### Task goal
Copy out exactly the lines from the line containing "Objective — a point for each instance of the treeline" to the end of the listing.

** begin **

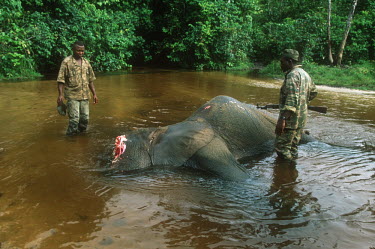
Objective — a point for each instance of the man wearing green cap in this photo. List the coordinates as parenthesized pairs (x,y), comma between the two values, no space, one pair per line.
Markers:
(75,81)
(296,92)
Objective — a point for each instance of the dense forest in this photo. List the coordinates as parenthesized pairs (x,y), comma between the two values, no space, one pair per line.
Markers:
(198,34)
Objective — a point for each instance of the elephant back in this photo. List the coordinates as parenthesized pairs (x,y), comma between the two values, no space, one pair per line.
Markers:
(245,129)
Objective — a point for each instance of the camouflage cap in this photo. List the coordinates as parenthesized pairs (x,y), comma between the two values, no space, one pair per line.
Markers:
(61,109)
(291,54)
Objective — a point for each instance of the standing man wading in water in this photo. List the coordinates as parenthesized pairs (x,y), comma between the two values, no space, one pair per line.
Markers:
(296,92)
(74,83)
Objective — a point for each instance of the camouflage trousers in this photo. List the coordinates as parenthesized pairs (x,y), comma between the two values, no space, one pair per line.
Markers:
(78,112)
(286,144)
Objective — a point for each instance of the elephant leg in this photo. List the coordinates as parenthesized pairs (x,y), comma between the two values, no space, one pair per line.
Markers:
(216,158)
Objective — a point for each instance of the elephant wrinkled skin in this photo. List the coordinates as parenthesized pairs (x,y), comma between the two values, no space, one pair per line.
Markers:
(212,139)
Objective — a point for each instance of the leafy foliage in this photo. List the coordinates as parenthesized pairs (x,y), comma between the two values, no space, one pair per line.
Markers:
(35,35)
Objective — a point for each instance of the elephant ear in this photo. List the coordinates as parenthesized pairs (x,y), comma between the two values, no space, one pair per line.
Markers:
(180,142)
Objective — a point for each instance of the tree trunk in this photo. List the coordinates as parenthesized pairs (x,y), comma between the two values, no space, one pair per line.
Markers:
(330,57)
(343,43)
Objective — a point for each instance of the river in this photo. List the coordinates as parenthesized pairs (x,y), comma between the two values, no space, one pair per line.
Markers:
(55,191)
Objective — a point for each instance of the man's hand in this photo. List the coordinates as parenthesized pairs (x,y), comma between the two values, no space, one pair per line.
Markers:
(96,100)
(280,126)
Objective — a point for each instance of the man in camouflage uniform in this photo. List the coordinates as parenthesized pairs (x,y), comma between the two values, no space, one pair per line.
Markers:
(74,81)
(295,94)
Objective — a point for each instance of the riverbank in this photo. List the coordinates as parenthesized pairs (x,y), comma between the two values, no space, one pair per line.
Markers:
(359,76)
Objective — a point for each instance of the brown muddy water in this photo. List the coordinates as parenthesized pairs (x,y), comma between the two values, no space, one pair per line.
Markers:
(55,191)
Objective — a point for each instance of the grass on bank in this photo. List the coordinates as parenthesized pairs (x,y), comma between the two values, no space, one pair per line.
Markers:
(360,76)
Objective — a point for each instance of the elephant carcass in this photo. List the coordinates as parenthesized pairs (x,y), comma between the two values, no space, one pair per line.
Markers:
(212,139)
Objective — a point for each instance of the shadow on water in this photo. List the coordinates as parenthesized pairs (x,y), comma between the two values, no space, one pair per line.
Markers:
(57,192)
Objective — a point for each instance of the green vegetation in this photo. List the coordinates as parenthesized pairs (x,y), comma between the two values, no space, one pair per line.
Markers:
(359,76)
(35,35)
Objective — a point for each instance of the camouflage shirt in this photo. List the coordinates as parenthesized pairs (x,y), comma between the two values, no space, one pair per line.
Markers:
(76,78)
(295,94)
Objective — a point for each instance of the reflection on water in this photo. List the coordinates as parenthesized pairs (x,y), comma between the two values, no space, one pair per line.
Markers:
(55,191)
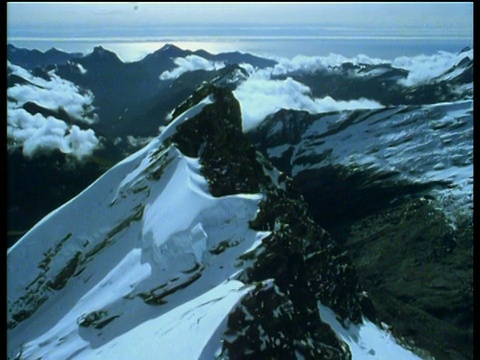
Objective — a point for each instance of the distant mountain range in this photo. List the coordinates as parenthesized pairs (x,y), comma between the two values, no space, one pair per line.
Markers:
(320,209)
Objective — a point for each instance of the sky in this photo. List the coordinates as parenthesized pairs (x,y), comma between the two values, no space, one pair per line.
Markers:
(23,19)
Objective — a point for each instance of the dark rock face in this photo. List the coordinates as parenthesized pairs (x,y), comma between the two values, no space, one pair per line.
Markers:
(296,267)
(355,171)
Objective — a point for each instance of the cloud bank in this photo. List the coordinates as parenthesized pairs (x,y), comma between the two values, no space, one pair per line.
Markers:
(260,96)
(52,94)
(423,68)
(190,63)
(39,134)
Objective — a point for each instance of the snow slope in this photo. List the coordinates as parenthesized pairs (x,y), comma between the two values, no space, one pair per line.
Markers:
(142,264)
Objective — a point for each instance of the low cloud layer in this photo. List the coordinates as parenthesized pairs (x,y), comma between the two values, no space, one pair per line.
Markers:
(421,68)
(39,134)
(52,94)
(190,63)
(260,96)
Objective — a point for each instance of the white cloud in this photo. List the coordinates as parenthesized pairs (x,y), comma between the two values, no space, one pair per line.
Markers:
(37,134)
(310,64)
(423,68)
(40,134)
(260,96)
(190,63)
(52,94)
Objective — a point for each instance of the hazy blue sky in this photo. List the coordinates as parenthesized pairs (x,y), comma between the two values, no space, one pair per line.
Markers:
(449,18)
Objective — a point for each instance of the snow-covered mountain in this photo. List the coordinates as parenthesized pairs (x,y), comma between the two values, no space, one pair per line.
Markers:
(199,240)
(193,247)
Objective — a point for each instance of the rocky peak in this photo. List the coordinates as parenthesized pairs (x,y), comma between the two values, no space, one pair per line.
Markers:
(297,266)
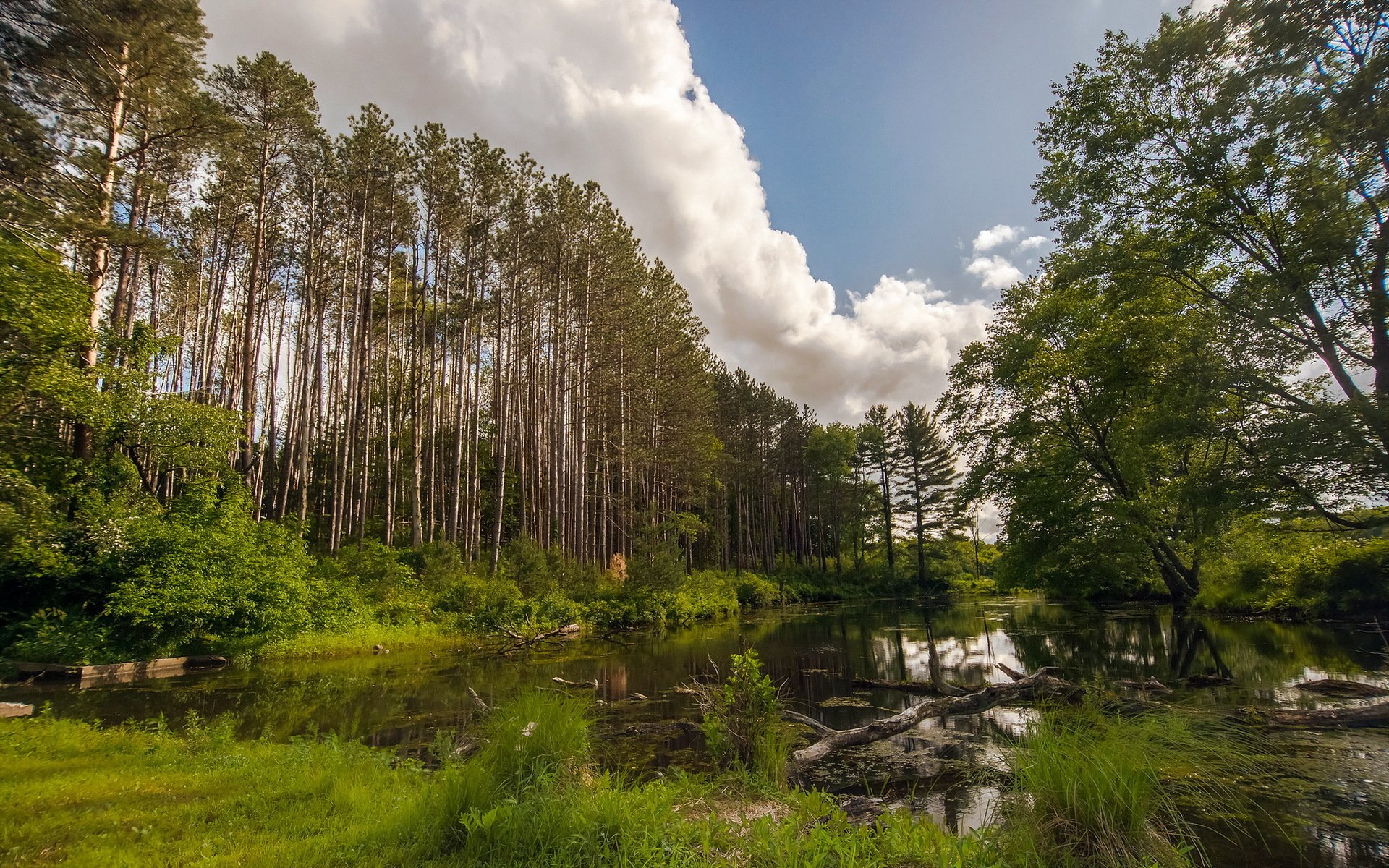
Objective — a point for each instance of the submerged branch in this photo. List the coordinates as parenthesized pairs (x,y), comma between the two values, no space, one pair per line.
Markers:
(1029,688)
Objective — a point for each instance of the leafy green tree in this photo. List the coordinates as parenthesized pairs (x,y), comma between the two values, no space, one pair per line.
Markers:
(1100,424)
(1238,158)
(927,474)
(92,67)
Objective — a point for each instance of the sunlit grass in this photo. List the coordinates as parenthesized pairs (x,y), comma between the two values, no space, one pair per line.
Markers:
(362,641)
(1094,788)
(81,795)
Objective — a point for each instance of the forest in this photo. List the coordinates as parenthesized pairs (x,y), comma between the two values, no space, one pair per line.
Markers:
(365,373)
(261,380)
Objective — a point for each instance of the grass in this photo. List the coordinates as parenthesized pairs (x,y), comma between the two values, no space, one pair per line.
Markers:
(81,795)
(1096,789)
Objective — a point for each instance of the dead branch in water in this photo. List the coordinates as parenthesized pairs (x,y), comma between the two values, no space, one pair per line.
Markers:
(1042,682)
(1357,717)
(525,643)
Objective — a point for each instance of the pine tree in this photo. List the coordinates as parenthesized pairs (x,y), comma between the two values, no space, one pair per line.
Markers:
(927,472)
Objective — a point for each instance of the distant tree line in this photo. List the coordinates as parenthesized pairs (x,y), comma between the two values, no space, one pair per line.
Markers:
(1205,359)
(382,335)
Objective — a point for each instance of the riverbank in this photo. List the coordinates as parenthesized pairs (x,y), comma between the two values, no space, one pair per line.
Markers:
(128,796)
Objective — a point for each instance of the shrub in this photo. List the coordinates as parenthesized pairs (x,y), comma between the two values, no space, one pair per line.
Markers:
(742,720)
(53,635)
(202,571)
(756,590)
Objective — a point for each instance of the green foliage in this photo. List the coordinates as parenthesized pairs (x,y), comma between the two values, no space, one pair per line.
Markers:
(1094,789)
(153,798)
(202,573)
(537,742)
(43,324)
(61,637)
(742,720)
(1298,567)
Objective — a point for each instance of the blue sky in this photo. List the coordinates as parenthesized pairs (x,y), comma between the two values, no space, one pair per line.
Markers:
(891,132)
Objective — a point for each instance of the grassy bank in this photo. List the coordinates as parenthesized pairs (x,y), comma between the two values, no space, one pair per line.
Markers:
(371,595)
(85,796)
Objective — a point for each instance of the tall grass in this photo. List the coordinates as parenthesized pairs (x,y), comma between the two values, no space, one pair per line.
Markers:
(1096,789)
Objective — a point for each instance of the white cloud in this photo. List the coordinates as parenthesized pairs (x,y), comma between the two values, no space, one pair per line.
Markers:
(995,271)
(988,239)
(606,89)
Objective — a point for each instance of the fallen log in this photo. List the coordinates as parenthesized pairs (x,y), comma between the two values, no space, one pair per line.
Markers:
(1207,681)
(1152,685)
(524,643)
(1357,717)
(1029,688)
(906,686)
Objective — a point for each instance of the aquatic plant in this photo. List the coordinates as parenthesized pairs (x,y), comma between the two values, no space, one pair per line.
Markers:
(742,720)
(1096,788)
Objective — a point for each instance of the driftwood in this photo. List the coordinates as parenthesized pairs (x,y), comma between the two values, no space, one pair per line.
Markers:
(1150,685)
(525,643)
(1042,682)
(906,686)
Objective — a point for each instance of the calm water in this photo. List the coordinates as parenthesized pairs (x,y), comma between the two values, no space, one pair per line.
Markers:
(1327,803)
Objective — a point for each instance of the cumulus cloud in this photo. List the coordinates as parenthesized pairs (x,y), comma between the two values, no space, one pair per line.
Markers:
(988,239)
(606,89)
(995,271)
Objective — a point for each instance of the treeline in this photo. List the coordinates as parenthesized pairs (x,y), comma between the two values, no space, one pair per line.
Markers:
(424,339)
(232,341)
(1195,388)
(792,493)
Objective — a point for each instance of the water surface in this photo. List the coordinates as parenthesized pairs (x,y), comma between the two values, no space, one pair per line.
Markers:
(1325,801)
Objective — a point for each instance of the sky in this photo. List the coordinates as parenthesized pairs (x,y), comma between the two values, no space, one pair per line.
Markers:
(842,188)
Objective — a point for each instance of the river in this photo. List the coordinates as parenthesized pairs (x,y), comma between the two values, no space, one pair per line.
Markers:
(1324,803)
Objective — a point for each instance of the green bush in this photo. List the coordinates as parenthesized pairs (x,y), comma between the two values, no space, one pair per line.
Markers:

** end **

### Worked solution
Objective — a point for each instance of the treeline in this photo. List the coordinates as parenthesized pairs (x,y), comma between the two values, no space, one pair per line.
Markers:
(424,339)
(232,341)
(1195,388)
(792,493)
Objective — a point for each instance of the water surface in this photo. List the coordinates as parenthesized pairs (x,y), comma between the two values, no space, one pair per line.
Markers:
(1325,801)
Objective — a point for each instance of the sky in this photo. List the coordinates as parenthesized pairs (x,y), comma between the two values, no space, one pair per line.
Markers:
(842,188)
Objective — a point for each instance of the river in this photo. List the coordinates as parenthesized pairs (x,y), comma between the two values, no space, one pair per line.
Markers:
(1324,803)
Objective — a point for each instance of the green bush in this photo. List the coordinates as parenthesized pairs (x,y), comma between the two values, no space, one pair per line.
Markers:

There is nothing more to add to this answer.